◆ **WORK TO BE COMPLETED**:
Leave out the pictures and copy the remaining records exactly.

─── ENTRIES PROVIDED

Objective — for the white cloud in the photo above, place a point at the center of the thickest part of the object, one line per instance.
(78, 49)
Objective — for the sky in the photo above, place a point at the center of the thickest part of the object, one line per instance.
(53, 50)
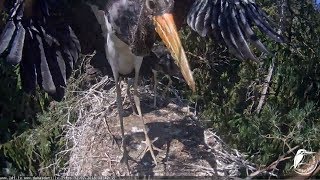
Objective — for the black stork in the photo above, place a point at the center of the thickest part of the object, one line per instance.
(131, 27)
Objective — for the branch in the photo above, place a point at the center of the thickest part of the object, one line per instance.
(274, 165)
(265, 87)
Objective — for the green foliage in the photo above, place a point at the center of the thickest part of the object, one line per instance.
(229, 91)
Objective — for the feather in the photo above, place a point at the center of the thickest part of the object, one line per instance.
(46, 77)
(15, 54)
(232, 21)
(27, 66)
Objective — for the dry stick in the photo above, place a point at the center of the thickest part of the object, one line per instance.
(265, 87)
(273, 165)
(283, 5)
(316, 170)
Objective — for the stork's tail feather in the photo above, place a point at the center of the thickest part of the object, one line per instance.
(46, 48)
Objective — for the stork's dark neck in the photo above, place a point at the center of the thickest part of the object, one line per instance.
(132, 24)
(181, 10)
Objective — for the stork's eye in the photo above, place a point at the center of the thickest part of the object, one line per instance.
(150, 4)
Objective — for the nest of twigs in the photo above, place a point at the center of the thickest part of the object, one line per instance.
(93, 142)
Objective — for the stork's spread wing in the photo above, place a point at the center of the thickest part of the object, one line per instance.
(232, 21)
(45, 46)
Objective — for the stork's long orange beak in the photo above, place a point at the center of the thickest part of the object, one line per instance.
(167, 30)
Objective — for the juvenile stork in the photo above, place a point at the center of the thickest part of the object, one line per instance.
(47, 53)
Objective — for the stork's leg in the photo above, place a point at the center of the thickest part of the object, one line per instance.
(125, 157)
(155, 74)
(168, 85)
(129, 84)
(148, 142)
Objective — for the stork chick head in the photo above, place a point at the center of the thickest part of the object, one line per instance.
(165, 26)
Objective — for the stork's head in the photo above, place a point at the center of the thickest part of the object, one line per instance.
(161, 12)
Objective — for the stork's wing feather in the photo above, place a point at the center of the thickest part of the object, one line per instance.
(232, 21)
(43, 43)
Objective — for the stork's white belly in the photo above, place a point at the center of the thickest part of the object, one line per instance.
(120, 55)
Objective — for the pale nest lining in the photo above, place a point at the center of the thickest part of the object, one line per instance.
(93, 140)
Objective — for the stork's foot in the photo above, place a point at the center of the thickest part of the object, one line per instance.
(150, 147)
(125, 159)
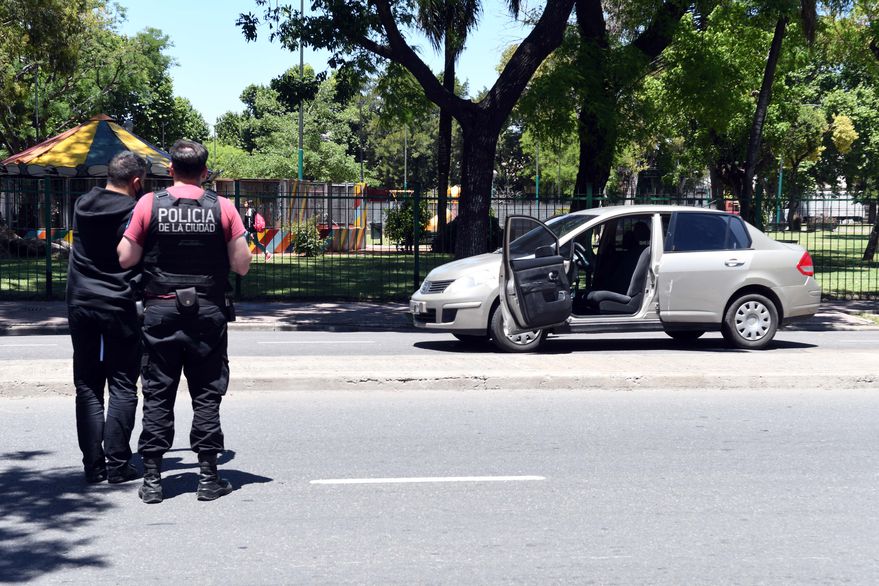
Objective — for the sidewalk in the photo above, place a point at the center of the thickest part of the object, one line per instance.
(50, 317)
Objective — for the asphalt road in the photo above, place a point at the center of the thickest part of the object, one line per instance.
(424, 343)
(641, 487)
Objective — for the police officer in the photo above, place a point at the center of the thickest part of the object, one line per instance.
(189, 239)
(103, 323)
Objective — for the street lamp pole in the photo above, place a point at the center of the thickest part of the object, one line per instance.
(360, 110)
(537, 178)
(301, 76)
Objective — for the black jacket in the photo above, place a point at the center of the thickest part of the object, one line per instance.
(94, 277)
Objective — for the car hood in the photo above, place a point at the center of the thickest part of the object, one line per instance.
(459, 268)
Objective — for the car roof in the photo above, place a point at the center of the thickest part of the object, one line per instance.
(644, 209)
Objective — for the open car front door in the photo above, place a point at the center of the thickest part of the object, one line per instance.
(534, 289)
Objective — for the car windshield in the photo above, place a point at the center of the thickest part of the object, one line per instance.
(560, 226)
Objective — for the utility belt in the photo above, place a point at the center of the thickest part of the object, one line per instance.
(187, 301)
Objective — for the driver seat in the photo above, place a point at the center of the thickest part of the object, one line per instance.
(603, 301)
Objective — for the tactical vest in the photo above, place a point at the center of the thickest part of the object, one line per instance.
(186, 247)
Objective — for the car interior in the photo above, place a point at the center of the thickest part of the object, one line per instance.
(610, 267)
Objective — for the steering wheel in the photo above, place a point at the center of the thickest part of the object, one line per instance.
(580, 256)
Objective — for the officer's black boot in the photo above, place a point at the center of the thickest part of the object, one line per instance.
(151, 491)
(210, 485)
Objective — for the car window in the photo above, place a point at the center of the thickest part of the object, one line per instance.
(738, 234)
(697, 231)
(560, 226)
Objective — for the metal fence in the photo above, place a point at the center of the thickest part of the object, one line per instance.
(355, 256)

──────

◆ **TASK RESPONSE**:
Objective — for the white cloud in the photo above, place a point at the center of the thickest part of the object, one line per instance.
(78, 49)
Objective — for the sky in the photo above, place a point at the center of the thickest part of the object, one line per instance.
(53, 50)
Objective — for the black stork in the photo above, place a point at the center of the thickest part of the object, one line per instance.
(131, 27)
Objective — for the branch in the photo above, place a point at the center of the thickest part of the object, one line per instance.
(274, 165)
(265, 87)
Objective — for the green foliage in the photo above, place a point at the center of the thickest part of the object, one line per instance.
(229, 91)
Objective — for the feather in the photo above, place a point at the center of the thickest part of the object, one line per instance.
(46, 77)
(15, 54)
(232, 21)
(27, 66)
Objective — for the dry stick in the photo above, place a point at the center of the thickest part of the object, one line per instance.
(265, 87)
(273, 165)
(283, 5)
(316, 170)
Objective — for the stork's tail feather in the photo above, place a point at the center of the thickest part of the object, one line per instance.
(46, 48)
Objective — for the stork's dark neck in the photo above, place a point at the center of the thickest part of the object, one line per instance.
(132, 24)
(181, 10)
Objective — for the stork's eye in the photo above, place a point at the center of the thickest part of the object, one line per instance.
(150, 4)
Objective — for the nest of twigs in the photo above, place a point at the center of the thickest part of the object, one line per instance.
(93, 142)
Objective — for the stork's spread wing in the photo above, place a point at the center of the thickest part of the object, one line per instance.
(232, 21)
(45, 46)
Objective — for the stork's long orange beak in the photo above, place a point at the center of the thickest part of the object, one line per instance.
(167, 30)
Objective — for the juvenile stork in the photo above, place a point at the center of the thickest part of the object, one line per instance.
(47, 53)
Objective — for the stork's leg in the photo above, place a point at the center of the thickest part of the object, one line per instance.
(125, 157)
(155, 74)
(168, 85)
(129, 84)
(148, 142)
Objective — for the stork chick head in the photo above, place a point at the center of the thickest part of the object, one line per instance.
(165, 26)
Objective — for the stork's head in the photo above, place a point at the center of the thickest part of the object, one line per instance.
(161, 12)
Objective — for the stork's wing feather in the photo above, place a point at the center of the thickest part of the object, one line per instance.
(232, 21)
(43, 43)
Objective — for the stork's white belly in the photo above, place a point at the center of the thickest part of the object, one line per instance.
(120, 55)
Objective — for the pale nest lining in the photo above, place a point at the center of the thickest part of the object, one line per instance.
(93, 140)
Objective — for the stork's foot in the photo above, place a point at the center of the thickest part of the object, one line per instance.
(150, 147)
(125, 159)
Objective — for the sidewalk in the photo above, place a point at the center of the thickest part of the object, one line per instance.
(50, 317)
Objective — for the asphalt road in the photo above, place a point at the center of the thickest part of the object, one line per instance.
(424, 343)
(641, 487)
Objective — for the police officer in the photo above, place a point at the center of the thickest part of the object, one line per instance.
(189, 239)
(103, 323)
Objective — for the street lamp pole in the photo above, place a point at the center of the thickest part of the object, one line per instance.
(360, 110)
(537, 178)
(301, 76)
Objective — for the black jacket in the photo above, place a point at the center of the thickest part of the object, one line per instance.
(94, 277)
Objective — for the car hood in the photo above, place a point at the center of the thickest part of the object, one line per instance.
(459, 268)
Objective — for the car roof in the photo above, place a point at the center of the thickest part of the object, one line per instance.
(644, 209)
Objective — for the open car front door in the photo above, place a point at the center of the thickest part of the object, one line per instance.
(534, 289)
Objective — for the car windshield in the photo above, place a point at the center of the thickest part of the object, one line per instance.
(560, 226)
Objective — for the utility belt in the photo above, place a point at the center of the thickest part of the object, one line per instance.
(187, 301)
Objective — for the driver seat in the photo above, place a point at the center of the thickest part of the object, one line per instance.
(603, 301)
Objective — for the tactical vest in the photo above, place a point at the center of the thickest part of the object, one line per instance.
(186, 247)
Objective — for the car interior in the photo above, place a point at the center of the thickest part of the object, one line per instance.
(610, 267)
Objective — for the steering wheel in the photo above, place a point at the center of the thickest part of the object, one line per instance.
(580, 256)
Objective — for the officer's black boot in the photo above, place a point at the center of the thickest part of the object, one line per instance.
(151, 491)
(210, 485)
Objective — for the car window in the photo above, place a point at the center of the thickest part of the object, one line per instance.
(738, 234)
(697, 231)
(560, 226)
Objective — for the metal fence in the photo above, place a point at the center of the thickest part of the object, one line per instance.
(355, 256)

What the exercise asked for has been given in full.